* DIRECTIONS *
Gather the lines below that include the string "family", copying each in full.

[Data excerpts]
------------
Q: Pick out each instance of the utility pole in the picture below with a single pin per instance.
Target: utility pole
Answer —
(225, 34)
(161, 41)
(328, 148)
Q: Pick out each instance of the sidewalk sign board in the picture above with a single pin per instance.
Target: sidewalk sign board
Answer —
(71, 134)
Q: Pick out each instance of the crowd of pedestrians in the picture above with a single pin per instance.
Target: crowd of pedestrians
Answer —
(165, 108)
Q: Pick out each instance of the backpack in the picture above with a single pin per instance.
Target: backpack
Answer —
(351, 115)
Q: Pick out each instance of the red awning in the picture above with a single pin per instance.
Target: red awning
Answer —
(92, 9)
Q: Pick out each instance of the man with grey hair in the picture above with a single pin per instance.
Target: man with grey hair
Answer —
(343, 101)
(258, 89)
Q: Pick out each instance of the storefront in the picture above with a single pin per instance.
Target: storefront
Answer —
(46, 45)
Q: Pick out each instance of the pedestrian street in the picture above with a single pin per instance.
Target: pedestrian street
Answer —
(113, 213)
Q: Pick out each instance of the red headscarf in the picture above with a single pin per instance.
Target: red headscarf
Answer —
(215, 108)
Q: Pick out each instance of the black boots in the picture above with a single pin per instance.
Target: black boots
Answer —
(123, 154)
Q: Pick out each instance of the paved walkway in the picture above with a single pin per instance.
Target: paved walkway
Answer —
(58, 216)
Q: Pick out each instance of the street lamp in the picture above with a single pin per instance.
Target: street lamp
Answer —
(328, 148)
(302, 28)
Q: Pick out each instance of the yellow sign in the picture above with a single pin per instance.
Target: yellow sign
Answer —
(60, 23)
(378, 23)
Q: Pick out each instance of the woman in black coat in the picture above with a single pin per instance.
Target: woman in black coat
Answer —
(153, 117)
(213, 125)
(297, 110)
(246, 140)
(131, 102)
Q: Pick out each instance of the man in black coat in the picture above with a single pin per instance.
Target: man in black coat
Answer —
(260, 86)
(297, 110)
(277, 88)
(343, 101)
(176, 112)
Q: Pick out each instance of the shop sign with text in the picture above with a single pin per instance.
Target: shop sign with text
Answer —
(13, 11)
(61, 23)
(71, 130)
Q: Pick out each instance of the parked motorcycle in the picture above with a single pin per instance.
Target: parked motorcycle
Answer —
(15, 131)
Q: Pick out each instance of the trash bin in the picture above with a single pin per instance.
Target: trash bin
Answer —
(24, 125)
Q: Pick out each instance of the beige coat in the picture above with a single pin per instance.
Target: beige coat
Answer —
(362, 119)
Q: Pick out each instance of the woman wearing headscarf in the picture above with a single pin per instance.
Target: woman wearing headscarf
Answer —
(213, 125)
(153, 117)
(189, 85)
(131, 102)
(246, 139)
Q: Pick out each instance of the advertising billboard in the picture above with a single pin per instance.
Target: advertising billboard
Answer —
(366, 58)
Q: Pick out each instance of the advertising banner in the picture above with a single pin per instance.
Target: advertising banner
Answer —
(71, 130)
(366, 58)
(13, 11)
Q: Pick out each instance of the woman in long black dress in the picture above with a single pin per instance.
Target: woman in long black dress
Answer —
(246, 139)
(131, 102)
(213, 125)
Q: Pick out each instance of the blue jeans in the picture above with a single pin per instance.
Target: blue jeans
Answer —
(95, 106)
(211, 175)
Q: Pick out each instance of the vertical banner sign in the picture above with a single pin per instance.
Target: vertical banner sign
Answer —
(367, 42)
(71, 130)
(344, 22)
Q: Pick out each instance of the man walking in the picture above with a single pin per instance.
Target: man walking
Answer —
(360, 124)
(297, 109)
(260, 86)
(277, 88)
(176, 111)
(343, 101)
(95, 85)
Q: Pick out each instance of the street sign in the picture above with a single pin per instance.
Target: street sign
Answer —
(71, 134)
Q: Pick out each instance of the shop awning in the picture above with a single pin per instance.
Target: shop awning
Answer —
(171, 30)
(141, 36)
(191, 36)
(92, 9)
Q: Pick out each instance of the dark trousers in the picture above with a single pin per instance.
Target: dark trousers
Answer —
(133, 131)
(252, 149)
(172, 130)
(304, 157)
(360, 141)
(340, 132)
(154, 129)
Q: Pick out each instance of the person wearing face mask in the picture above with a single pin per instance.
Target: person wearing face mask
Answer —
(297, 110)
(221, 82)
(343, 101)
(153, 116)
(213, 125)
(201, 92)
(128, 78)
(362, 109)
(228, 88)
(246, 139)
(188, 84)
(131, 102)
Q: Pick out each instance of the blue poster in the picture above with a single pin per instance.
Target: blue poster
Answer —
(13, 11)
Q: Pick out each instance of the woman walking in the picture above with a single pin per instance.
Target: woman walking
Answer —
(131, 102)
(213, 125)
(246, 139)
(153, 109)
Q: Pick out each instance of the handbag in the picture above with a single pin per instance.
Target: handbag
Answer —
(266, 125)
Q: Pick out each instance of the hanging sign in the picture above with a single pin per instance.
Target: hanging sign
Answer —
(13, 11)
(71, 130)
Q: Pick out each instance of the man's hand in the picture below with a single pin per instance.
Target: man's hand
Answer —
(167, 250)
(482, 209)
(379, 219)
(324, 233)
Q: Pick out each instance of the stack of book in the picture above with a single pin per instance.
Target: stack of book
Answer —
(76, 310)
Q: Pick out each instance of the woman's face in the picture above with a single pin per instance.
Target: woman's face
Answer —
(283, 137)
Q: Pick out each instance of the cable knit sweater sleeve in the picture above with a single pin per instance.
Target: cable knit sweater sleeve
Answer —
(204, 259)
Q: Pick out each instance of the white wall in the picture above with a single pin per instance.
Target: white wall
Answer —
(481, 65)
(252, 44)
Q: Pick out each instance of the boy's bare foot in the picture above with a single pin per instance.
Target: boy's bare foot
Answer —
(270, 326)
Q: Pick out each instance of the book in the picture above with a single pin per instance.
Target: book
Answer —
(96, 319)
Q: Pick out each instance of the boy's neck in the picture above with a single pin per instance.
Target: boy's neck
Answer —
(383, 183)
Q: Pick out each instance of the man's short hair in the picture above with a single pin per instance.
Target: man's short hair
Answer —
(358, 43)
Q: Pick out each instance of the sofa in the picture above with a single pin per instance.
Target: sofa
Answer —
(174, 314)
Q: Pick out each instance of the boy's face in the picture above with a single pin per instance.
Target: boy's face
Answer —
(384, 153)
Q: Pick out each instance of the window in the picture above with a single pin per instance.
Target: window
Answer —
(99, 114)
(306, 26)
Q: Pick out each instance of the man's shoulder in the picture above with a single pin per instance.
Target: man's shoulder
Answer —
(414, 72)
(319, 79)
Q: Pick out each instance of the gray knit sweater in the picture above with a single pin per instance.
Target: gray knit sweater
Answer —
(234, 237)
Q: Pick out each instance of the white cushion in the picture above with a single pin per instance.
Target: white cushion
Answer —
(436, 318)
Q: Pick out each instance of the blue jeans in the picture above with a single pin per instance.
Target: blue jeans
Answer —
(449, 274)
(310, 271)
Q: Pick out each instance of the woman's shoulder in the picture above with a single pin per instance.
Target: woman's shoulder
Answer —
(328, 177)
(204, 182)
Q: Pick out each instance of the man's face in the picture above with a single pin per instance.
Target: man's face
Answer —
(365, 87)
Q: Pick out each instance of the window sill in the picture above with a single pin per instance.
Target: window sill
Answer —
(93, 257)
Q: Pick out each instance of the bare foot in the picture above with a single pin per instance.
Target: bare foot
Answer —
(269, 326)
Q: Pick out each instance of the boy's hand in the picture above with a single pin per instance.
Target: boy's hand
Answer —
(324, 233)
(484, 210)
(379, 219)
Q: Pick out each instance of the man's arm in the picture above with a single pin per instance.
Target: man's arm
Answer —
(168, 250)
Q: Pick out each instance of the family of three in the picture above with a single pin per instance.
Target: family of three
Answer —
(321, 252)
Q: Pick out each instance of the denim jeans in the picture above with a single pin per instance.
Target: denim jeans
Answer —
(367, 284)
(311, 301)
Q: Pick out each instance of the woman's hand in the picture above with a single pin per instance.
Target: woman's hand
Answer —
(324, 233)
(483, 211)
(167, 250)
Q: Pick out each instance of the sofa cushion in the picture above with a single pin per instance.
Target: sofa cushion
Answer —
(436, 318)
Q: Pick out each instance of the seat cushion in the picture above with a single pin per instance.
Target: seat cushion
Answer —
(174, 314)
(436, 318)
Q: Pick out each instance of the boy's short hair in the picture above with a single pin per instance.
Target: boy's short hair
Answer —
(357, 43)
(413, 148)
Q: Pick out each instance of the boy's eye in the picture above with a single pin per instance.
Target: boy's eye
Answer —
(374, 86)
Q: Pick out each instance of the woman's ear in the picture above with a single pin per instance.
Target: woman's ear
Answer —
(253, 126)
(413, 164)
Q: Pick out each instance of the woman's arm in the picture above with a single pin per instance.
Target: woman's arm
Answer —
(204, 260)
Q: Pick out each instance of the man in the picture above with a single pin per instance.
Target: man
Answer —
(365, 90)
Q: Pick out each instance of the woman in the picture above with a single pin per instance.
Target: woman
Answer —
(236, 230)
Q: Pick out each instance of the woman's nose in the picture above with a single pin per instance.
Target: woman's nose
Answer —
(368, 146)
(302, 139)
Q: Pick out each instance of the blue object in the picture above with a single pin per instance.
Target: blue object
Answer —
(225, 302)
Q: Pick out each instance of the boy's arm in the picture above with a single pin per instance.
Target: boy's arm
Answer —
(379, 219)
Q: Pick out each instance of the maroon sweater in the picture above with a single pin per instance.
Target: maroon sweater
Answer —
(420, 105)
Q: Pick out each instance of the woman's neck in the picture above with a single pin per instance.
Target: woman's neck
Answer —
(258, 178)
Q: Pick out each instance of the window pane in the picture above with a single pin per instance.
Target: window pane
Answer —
------------
* ANSWER FOR THE TASK *
Q: Pick out each instance of the family of three in the picture above with a single pin per instance.
Target: family of three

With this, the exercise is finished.